- Coordinate annotation records -

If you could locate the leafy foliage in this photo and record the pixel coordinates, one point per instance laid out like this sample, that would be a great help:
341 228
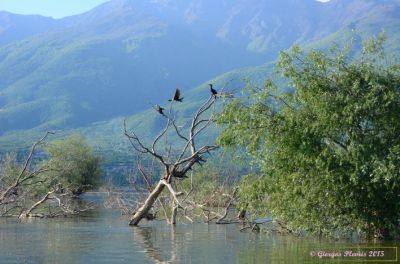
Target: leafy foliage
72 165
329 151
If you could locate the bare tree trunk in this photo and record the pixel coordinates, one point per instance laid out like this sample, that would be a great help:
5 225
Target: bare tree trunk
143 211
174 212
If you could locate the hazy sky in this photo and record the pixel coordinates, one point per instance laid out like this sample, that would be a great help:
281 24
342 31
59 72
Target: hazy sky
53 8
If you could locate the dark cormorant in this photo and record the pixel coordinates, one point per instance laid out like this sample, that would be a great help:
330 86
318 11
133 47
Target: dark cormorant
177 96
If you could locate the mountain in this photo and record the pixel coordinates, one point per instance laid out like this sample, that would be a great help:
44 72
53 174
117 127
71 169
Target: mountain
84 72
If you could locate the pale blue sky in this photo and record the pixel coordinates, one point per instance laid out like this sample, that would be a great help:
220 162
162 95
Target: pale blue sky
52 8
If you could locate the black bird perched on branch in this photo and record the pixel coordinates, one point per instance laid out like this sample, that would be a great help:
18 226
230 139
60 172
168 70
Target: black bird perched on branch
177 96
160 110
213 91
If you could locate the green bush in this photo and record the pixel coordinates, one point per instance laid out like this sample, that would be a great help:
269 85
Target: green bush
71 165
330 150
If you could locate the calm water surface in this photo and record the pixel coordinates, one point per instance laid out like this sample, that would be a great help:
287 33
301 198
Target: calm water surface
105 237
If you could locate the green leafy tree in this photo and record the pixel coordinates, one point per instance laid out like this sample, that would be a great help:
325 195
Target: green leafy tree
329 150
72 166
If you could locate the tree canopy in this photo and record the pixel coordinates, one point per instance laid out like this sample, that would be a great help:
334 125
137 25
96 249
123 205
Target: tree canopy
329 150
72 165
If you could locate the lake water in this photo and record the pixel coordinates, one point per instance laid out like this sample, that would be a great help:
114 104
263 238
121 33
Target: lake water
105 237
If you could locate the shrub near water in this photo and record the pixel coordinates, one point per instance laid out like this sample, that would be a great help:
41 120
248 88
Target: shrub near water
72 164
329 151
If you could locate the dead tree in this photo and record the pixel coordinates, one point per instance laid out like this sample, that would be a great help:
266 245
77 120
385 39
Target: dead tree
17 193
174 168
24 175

- THE PROBLEM -
Copy out every line of the items above word for word, leaving out the pictures.

- ANSWER FOR THIS EXERCISE -
If you could locate the leafy foliage in this photo and record the pixel coordinates, one point per instance laid out like this sample, that would be a great help:
341 228
Target: leafy foliage
72 165
329 151
If you could locate the bare tree trunk in this photo and record the pixel coordinates, one point per instance laid out like this sample, that would be a great help:
5 225
Target: bare tree trunk
143 211
174 212
If you could locate the hazy sky in this photo and record the pixel coordinates, one point per instance laid out like this sample, that would be a great help:
281 24
342 31
59 72
Target: hazy sky
53 8
If you could locate the dark cormorant in this photo and record the pixel coordinates, one point per instance laid out like this sample, that would be a great help:
330 86
318 11
133 47
Target: dark cormorant
177 96
If you could locate the mountain in this photo and record the pixel coordinates, one point per instance laid out like this sample, that would be a great help:
44 72
53 174
117 127
71 169
Target: mountain
84 72
If you could locate the pale blue sky in this photo and record the pixel coordinates, one point per instance laid out like this sample, that would be a great help:
220 162
162 95
Target: pale blue sky
52 8
If you could locate the black bird perched on branch in this photo and record the pixel coordinates, one point per instance laid out like this sample, that would be a great help:
18 226
230 139
60 172
168 70
Target: black bird perched on branch
177 96
160 110
213 91
If you could locate the green bush in this photo and record the pixel coordinates, one point per instance laid out like this sample, that would be a great help:
269 85
Target: green bush
71 165
330 150
If you could locate the calm water surface in this photo and record the pixel coordinates, one point per instance laid out like this sample, that would be a great help:
287 33
301 198
Target: calm water surface
105 237
If you could locate the green leafy tree in this photo and record the pixel coordinates, one point per instance laid out like this sample, that would be a great help:
325 195
Target: green leafy tree
329 150
72 166
If you could locate the tree canopy in this photo and record the pixel coordinates, one point per instance laid out like this sample, that would be a great help:
334 125
137 25
96 249
123 205
Target: tree canopy
329 150
72 165
If you could locate the lake water in this photo and record the pixel coordinates, one point per instance laid out like this sample, that would be a great help:
114 104
263 238
121 33
Target: lake water
105 237
If you could locate the shrub near water in this photo and record the pixel coordinates, one point per instance laid out like this sample, that would be a great help:
41 120
248 88
Target: shrub near water
72 164
329 151
If you could locate the dead tree in this photo and record the pixel coordinates, one point per instance laid out like this sample, that would be a great help:
266 245
77 120
385 39
Target: dead tree
17 193
174 168
24 175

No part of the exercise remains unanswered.